Task objective: Copy the data below line for line, beginning at its first line and going through the line that holds "top-left (513, 150), bottom-right (600, 400)". Leave the pictures out of your copy.
-*-
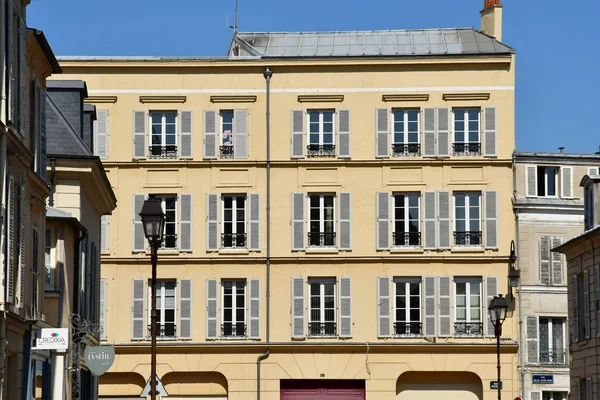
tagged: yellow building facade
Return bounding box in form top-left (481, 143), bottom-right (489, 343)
top-left (61, 6), bottom-right (520, 400)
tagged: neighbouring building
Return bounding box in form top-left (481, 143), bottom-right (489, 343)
top-left (54, 1), bottom-right (520, 400)
top-left (513, 150), bottom-right (600, 400)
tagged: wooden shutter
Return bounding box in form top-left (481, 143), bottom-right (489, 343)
top-left (248, 279), bottom-right (261, 339)
top-left (483, 107), bottom-right (498, 157)
top-left (233, 110), bottom-right (248, 158)
top-left (178, 194), bottom-right (193, 251)
top-left (436, 107), bottom-right (450, 157)
top-left (423, 276), bottom-right (437, 337)
top-left (206, 193), bottom-right (219, 251)
top-left (292, 193), bottom-right (306, 251)
top-left (377, 276), bottom-right (392, 337)
top-left (179, 110), bottom-right (194, 158)
top-left (438, 276), bottom-right (452, 337)
top-left (177, 279), bottom-right (192, 339)
top-left (131, 279), bottom-right (147, 340)
top-left (133, 194), bottom-right (146, 252)
top-left (133, 111), bottom-right (148, 159)
top-left (483, 190), bottom-right (498, 249)
top-left (206, 279), bottom-right (219, 339)
top-left (485, 276), bottom-right (498, 337)
top-left (338, 192), bottom-right (352, 250)
top-left (203, 110), bottom-right (217, 159)
top-left (375, 108), bottom-right (390, 158)
top-left (290, 110), bottom-right (304, 158)
top-left (292, 277), bottom-right (306, 339)
top-left (248, 193), bottom-right (261, 251)
top-left (338, 110), bottom-right (352, 158)
top-left (525, 317), bottom-right (540, 364)
top-left (437, 192), bottom-right (452, 249)
top-left (423, 192), bottom-right (437, 249)
top-left (423, 107), bottom-right (436, 157)
top-left (339, 276), bottom-right (352, 338)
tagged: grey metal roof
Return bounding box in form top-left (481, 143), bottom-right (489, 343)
top-left (229, 28), bottom-right (514, 58)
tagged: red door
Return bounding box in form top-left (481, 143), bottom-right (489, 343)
top-left (281, 380), bottom-right (365, 400)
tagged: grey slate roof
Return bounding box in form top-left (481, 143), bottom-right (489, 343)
top-left (229, 28), bottom-right (515, 58)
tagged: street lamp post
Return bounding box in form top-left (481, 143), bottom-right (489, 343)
top-left (139, 195), bottom-right (165, 400)
top-left (488, 295), bottom-right (508, 400)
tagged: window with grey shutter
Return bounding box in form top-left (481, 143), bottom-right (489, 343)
top-left (292, 193), bottom-right (306, 250)
top-left (423, 192), bottom-right (437, 249)
top-left (291, 277), bottom-right (306, 339)
top-left (133, 111), bottom-right (148, 159)
top-left (177, 279), bottom-right (192, 339)
top-left (179, 110), bottom-right (194, 158)
top-left (233, 110), bottom-right (248, 158)
top-left (483, 190), bottom-right (498, 249)
top-left (483, 107), bottom-right (498, 157)
top-left (248, 279), bottom-right (261, 339)
top-left (290, 110), bottom-right (304, 158)
top-left (206, 279), bottom-right (219, 339)
top-left (375, 108), bottom-right (390, 158)
top-left (179, 194), bottom-right (193, 251)
top-left (338, 192), bottom-right (352, 250)
top-left (206, 193), bottom-right (219, 251)
top-left (339, 276), bottom-right (352, 338)
top-left (131, 279), bottom-right (147, 340)
top-left (377, 276), bottom-right (392, 337)
top-left (438, 276), bottom-right (452, 337)
top-left (203, 110), bottom-right (217, 159)
top-left (338, 110), bottom-right (352, 158)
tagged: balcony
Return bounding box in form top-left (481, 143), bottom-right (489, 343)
top-left (454, 231), bottom-right (481, 246)
top-left (454, 322), bottom-right (483, 337)
top-left (306, 144), bottom-right (335, 157)
top-left (308, 232), bottom-right (335, 247)
top-left (308, 322), bottom-right (337, 337)
top-left (149, 144), bottom-right (177, 159)
top-left (452, 142), bottom-right (481, 156)
top-left (392, 143), bottom-right (421, 157)
top-left (394, 322), bottom-right (423, 337)
top-left (392, 232), bottom-right (421, 247)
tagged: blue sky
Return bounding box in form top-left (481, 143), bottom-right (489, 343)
top-left (27, 0), bottom-right (600, 153)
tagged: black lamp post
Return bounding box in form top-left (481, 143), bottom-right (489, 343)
top-left (139, 195), bottom-right (165, 400)
top-left (488, 295), bottom-right (508, 400)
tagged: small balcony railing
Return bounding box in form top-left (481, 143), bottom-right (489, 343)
top-left (221, 322), bottom-right (246, 339)
top-left (454, 231), bottom-right (481, 246)
top-left (306, 144), bottom-right (335, 157)
top-left (540, 350), bottom-right (567, 365)
top-left (392, 143), bottom-right (421, 157)
top-left (452, 142), bottom-right (481, 156)
top-left (221, 233), bottom-right (246, 249)
top-left (392, 232), bottom-right (421, 247)
top-left (394, 322), bottom-right (423, 337)
top-left (308, 322), bottom-right (337, 337)
top-left (308, 232), bottom-right (335, 247)
top-left (454, 322), bottom-right (483, 337)
top-left (150, 144), bottom-right (177, 159)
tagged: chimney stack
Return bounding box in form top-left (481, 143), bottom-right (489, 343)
top-left (481, 0), bottom-right (502, 42)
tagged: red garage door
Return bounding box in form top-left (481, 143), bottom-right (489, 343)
top-left (281, 380), bottom-right (365, 400)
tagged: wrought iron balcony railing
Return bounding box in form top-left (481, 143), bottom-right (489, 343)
top-left (392, 232), bottom-right (421, 247)
top-left (221, 233), bottom-right (246, 249)
top-left (221, 322), bottom-right (246, 339)
top-left (306, 144), bottom-right (335, 157)
top-left (308, 232), bottom-right (335, 247)
top-left (394, 322), bottom-right (423, 337)
top-left (452, 142), bottom-right (481, 156)
top-left (150, 144), bottom-right (177, 158)
top-left (392, 143), bottom-right (421, 157)
top-left (454, 322), bottom-right (483, 337)
top-left (308, 322), bottom-right (337, 337)
top-left (454, 231), bottom-right (481, 246)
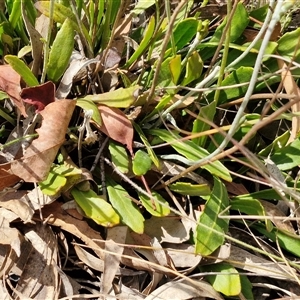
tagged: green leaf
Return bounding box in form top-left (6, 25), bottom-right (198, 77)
top-left (4, 55), bottom-right (39, 87)
top-left (258, 131), bottom-right (290, 157)
top-left (210, 2), bottom-right (249, 42)
top-left (195, 177), bottom-right (229, 256)
top-left (169, 55), bottom-right (181, 84)
top-left (232, 189), bottom-right (282, 201)
top-left (169, 18), bottom-right (199, 51)
top-left (157, 55), bottom-right (181, 88)
top-left (201, 263), bottom-right (242, 297)
top-left (209, 67), bottom-right (253, 104)
top-left (34, 1), bottom-right (92, 49)
top-left (148, 129), bottom-right (232, 181)
top-left (106, 178), bottom-right (145, 233)
top-left (240, 275), bottom-right (254, 300)
top-left (139, 191), bottom-right (170, 217)
top-left (108, 139), bottom-right (129, 173)
top-left (39, 168), bottom-right (67, 196)
top-left (71, 188), bottom-right (120, 227)
top-left (132, 122), bottom-right (159, 168)
top-left (251, 224), bottom-right (300, 257)
top-left (192, 101), bottom-right (217, 147)
top-left (47, 19), bottom-right (75, 82)
top-left (75, 99), bottom-right (102, 126)
top-left (182, 51), bottom-right (203, 86)
top-left (228, 40), bottom-right (278, 69)
top-left (124, 16), bottom-right (155, 68)
top-left (80, 85), bottom-right (140, 108)
top-left (131, 0), bottom-right (155, 15)
top-left (270, 138), bottom-right (300, 171)
top-left (169, 182), bottom-right (211, 196)
top-left (230, 199), bottom-right (273, 231)
top-left (132, 150), bottom-right (152, 176)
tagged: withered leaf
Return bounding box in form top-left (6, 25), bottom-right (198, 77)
top-left (11, 99), bottom-right (76, 182)
top-left (21, 81), bottom-right (55, 112)
top-left (0, 65), bottom-right (27, 117)
top-left (98, 105), bottom-right (133, 155)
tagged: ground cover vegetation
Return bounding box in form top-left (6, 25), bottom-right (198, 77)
top-left (0, 0), bottom-right (300, 300)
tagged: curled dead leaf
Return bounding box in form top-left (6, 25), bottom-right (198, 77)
top-left (0, 65), bottom-right (27, 117)
top-left (11, 99), bottom-right (76, 182)
top-left (95, 105), bottom-right (134, 155)
top-left (21, 81), bottom-right (55, 112)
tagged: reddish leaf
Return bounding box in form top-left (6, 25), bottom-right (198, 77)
top-left (12, 99), bottom-right (76, 182)
top-left (0, 163), bottom-right (20, 191)
top-left (95, 105), bottom-right (133, 156)
top-left (21, 81), bottom-right (55, 112)
top-left (0, 65), bottom-right (27, 117)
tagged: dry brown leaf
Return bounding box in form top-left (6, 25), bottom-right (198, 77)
top-left (56, 51), bottom-right (99, 99)
top-left (228, 245), bottom-right (294, 281)
top-left (163, 243), bottom-right (202, 269)
top-left (98, 105), bottom-right (134, 155)
top-left (21, 2), bottom-right (44, 77)
top-left (260, 200), bottom-right (295, 234)
top-left (0, 65), bottom-right (27, 117)
top-left (145, 216), bottom-right (190, 244)
top-left (127, 232), bottom-right (164, 295)
top-left (11, 99), bottom-right (76, 182)
top-left (0, 163), bottom-right (20, 191)
top-left (224, 181), bottom-right (249, 196)
top-left (277, 59), bottom-right (300, 144)
top-left (0, 280), bottom-right (11, 300)
top-left (21, 81), bottom-right (55, 112)
top-left (13, 224), bottom-right (60, 300)
top-left (145, 280), bottom-right (223, 300)
top-left (43, 201), bottom-right (104, 258)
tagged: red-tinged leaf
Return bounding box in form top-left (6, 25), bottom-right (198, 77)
top-left (0, 163), bottom-right (20, 191)
top-left (97, 105), bottom-right (133, 156)
top-left (11, 99), bottom-right (76, 182)
top-left (21, 81), bottom-right (55, 112)
top-left (0, 65), bottom-right (27, 117)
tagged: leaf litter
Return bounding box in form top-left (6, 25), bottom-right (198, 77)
top-left (0, 1), bottom-right (300, 300)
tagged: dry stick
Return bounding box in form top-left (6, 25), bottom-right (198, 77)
top-left (207, 0), bottom-right (239, 74)
top-left (165, 98), bottom-right (300, 185)
top-left (164, 1), bottom-right (296, 183)
top-left (146, 0), bottom-right (188, 102)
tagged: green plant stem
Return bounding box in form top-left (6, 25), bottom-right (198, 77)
top-left (176, 0), bottom-right (282, 166)
top-left (214, 0), bottom-right (232, 105)
top-left (0, 108), bottom-right (16, 126)
top-left (146, 0), bottom-right (188, 102)
top-left (165, 0), bottom-right (176, 56)
top-left (41, 0), bottom-right (55, 83)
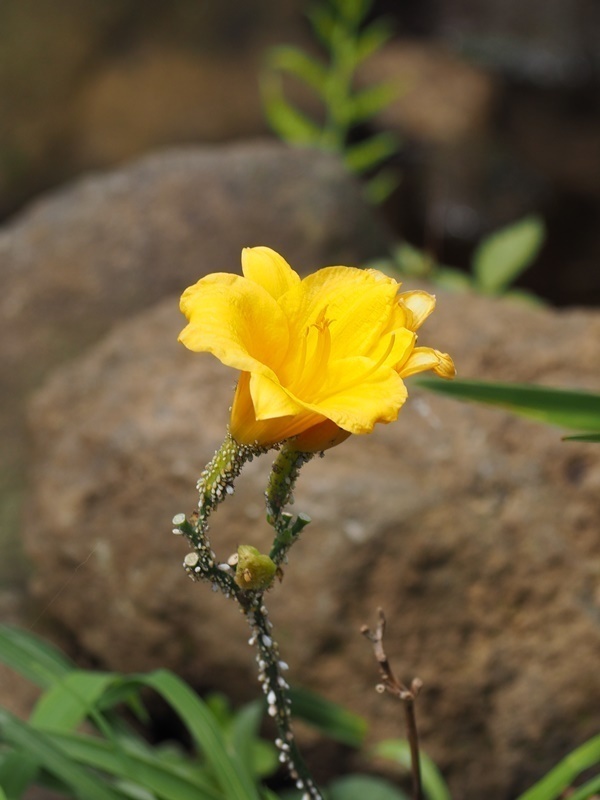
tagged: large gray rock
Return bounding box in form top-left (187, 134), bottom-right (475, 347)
top-left (24, 295), bottom-right (600, 800)
top-left (0, 142), bottom-right (387, 575)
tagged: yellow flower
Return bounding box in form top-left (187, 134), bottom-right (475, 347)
top-left (179, 247), bottom-right (454, 452)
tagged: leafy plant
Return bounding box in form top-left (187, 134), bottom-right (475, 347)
top-left (261, 0), bottom-right (400, 203)
top-left (0, 626), bottom-right (600, 800)
top-left (419, 378), bottom-right (600, 442)
top-left (390, 215), bottom-right (546, 303)
top-left (0, 626), bottom-right (366, 800)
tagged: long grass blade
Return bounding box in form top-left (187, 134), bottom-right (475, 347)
top-left (418, 378), bottom-right (600, 433)
top-left (135, 670), bottom-right (259, 800)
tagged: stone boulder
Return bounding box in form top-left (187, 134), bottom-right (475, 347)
top-left (24, 284), bottom-right (600, 800)
top-left (0, 142), bottom-right (388, 574)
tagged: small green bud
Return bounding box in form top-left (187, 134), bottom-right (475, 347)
top-left (235, 544), bottom-right (277, 591)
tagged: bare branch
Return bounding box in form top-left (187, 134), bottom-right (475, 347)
top-left (360, 608), bottom-right (423, 800)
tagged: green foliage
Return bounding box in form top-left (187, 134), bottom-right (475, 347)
top-left (473, 216), bottom-right (546, 294)
top-left (261, 0), bottom-right (400, 203)
top-left (0, 626), bottom-right (366, 800)
top-left (418, 378), bottom-right (600, 442)
top-left (373, 739), bottom-right (452, 800)
top-left (381, 216), bottom-right (546, 303)
top-left (0, 626), bottom-right (268, 800)
top-left (0, 628), bottom-right (600, 800)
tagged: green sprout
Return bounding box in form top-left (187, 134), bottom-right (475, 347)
top-left (261, 0), bottom-right (400, 203)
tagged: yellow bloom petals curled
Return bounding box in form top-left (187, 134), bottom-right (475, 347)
top-left (179, 247), bottom-right (454, 452)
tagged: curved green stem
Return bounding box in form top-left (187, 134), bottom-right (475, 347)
top-left (265, 445), bottom-right (314, 566)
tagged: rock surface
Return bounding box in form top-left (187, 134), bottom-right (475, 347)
top-left (0, 142), bottom-right (387, 579)
top-left (24, 295), bottom-right (600, 800)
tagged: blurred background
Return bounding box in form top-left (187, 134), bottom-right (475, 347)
top-left (0, 0), bottom-right (600, 306)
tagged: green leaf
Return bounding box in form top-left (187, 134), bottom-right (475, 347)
top-left (372, 739), bottom-right (452, 800)
top-left (344, 133), bottom-right (399, 173)
top-left (418, 378), bottom-right (600, 433)
top-left (230, 700), bottom-right (279, 778)
top-left (333, 0), bottom-right (373, 28)
top-left (563, 433), bottom-right (600, 442)
top-left (135, 670), bottom-right (259, 800)
top-left (261, 74), bottom-right (321, 145)
top-left (0, 625), bottom-right (75, 689)
top-left (356, 19), bottom-right (394, 64)
top-left (46, 733), bottom-right (223, 800)
top-left (518, 735), bottom-right (600, 800)
top-left (346, 82), bottom-right (398, 123)
top-left (290, 687), bottom-right (367, 747)
top-left (29, 670), bottom-right (117, 731)
top-left (0, 708), bottom-right (123, 800)
top-left (267, 45), bottom-right (327, 95)
top-left (473, 216), bottom-right (546, 294)
top-left (0, 752), bottom-right (39, 800)
top-left (306, 3), bottom-right (336, 50)
top-left (327, 775), bottom-right (409, 800)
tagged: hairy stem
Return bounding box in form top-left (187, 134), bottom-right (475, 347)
top-left (239, 594), bottom-right (323, 800)
top-left (265, 446), bottom-right (313, 566)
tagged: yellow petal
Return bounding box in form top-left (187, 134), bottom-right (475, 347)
top-left (291, 419), bottom-right (352, 453)
top-left (250, 372), bottom-right (304, 420)
top-left (398, 289), bottom-right (435, 331)
top-left (369, 328), bottom-right (417, 368)
top-left (399, 347), bottom-right (456, 379)
top-left (306, 357), bottom-right (407, 434)
top-left (229, 372), bottom-right (325, 447)
top-left (179, 273), bottom-right (288, 377)
top-left (242, 247), bottom-right (300, 300)
top-left (279, 267), bottom-right (398, 368)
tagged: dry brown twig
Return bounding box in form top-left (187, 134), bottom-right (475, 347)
top-left (360, 608), bottom-right (423, 800)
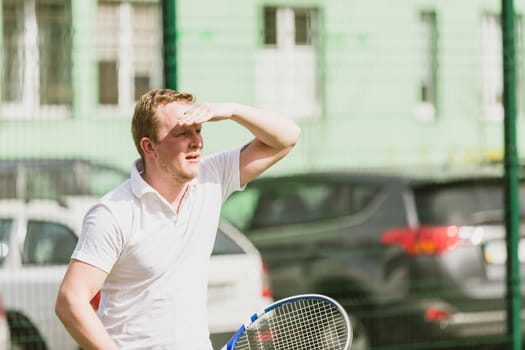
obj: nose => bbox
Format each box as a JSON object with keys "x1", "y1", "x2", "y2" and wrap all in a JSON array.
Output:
[{"x1": 190, "y1": 130, "x2": 202, "y2": 148}]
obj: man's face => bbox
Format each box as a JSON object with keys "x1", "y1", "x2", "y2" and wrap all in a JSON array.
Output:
[{"x1": 153, "y1": 102, "x2": 204, "y2": 181}]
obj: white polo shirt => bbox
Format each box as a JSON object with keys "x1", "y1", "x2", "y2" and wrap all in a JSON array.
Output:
[{"x1": 72, "y1": 149, "x2": 241, "y2": 350}]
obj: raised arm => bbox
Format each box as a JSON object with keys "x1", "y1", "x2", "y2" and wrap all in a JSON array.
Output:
[{"x1": 180, "y1": 103, "x2": 301, "y2": 185}]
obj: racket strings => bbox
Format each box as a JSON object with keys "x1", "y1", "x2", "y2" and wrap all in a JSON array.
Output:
[{"x1": 235, "y1": 299, "x2": 350, "y2": 350}]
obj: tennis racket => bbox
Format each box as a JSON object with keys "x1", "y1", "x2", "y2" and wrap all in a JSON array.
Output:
[{"x1": 221, "y1": 294, "x2": 352, "y2": 350}]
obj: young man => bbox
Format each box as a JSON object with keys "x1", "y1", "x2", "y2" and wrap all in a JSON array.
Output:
[{"x1": 55, "y1": 89, "x2": 300, "y2": 350}]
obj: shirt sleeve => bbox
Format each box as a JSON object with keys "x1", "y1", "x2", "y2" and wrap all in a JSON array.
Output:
[{"x1": 71, "y1": 204, "x2": 123, "y2": 273}]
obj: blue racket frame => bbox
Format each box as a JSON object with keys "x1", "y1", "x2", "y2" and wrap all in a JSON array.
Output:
[{"x1": 221, "y1": 294, "x2": 351, "y2": 350}]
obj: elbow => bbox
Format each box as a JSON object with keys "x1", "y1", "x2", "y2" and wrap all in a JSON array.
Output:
[
  {"x1": 282, "y1": 124, "x2": 301, "y2": 151},
  {"x1": 55, "y1": 295, "x2": 66, "y2": 322}
]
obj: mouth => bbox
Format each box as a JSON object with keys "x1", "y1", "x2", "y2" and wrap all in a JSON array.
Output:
[{"x1": 186, "y1": 153, "x2": 201, "y2": 162}]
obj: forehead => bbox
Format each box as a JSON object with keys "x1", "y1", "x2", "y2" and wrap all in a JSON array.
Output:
[{"x1": 157, "y1": 101, "x2": 192, "y2": 124}]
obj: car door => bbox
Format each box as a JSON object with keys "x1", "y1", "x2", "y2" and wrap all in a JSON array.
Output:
[{"x1": 0, "y1": 201, "x2": 78, "y2": 350}]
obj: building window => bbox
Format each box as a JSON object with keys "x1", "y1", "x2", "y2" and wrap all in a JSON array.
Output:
[
  {"x1": 417, "y1": 11, "x2": 437, "y2": 120},
  {"x1": 256, "y1": 6, "x2": 321, "y2": 118},
  {"x1": 1, "y1": 0, "x2": 72, "y2": 118},
  {"x1": 97, "y1": 1, "x2": 162, "y2": 111},
  {"x1": 482, "y1": 14, "x2": 524, "y2": 120}
]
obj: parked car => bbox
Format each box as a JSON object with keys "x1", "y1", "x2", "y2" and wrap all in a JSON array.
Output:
[
  {"x1": 0, "y1": 197, "x2": 271, "y2": 350},
  {"x1": 0, "y1": 158, "x2": 129, "y2": 199},
  {"x1": 0, "y1": 290, "x2": 11, "y2": 350},
  {"x1": 223, "y1": 169, "x2": 525, "y2": 349}
]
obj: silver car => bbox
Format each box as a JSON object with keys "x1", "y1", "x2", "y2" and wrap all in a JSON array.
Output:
[{"x1": 0, "y1": 196, "x2": 271, "y2": 350}]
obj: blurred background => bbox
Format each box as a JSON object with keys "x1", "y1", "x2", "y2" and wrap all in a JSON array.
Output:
[{"x1": 0, "y1": 0, "x2": 525, "y2": 350}]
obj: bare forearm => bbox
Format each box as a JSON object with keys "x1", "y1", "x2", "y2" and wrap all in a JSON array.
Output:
[
  {"x1": 231, "y1": 105, "x2": 301, "y2": 149},
  {"x1": 55, "y1": 299, "x2": 118, "y2": 350}
]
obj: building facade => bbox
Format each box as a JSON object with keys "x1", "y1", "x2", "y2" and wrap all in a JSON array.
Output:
[{"x1": 0, "y1": 0, "x2": 525, "y2": 172}]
-*-
Output for this task:
tagged: yellow building facade
Return bounding box in form top-left (481, 143), bottom-right (489, 343)
top-left (61, 6), bottom-right (520, 400)
tagged: neighbouring building
Return bounding box in form top-left (481, 143), bottom-right (489, 343)
top-left (54, 1), bottom-right (520, 400)
top-left (513, 150), bottom-right (600, 400)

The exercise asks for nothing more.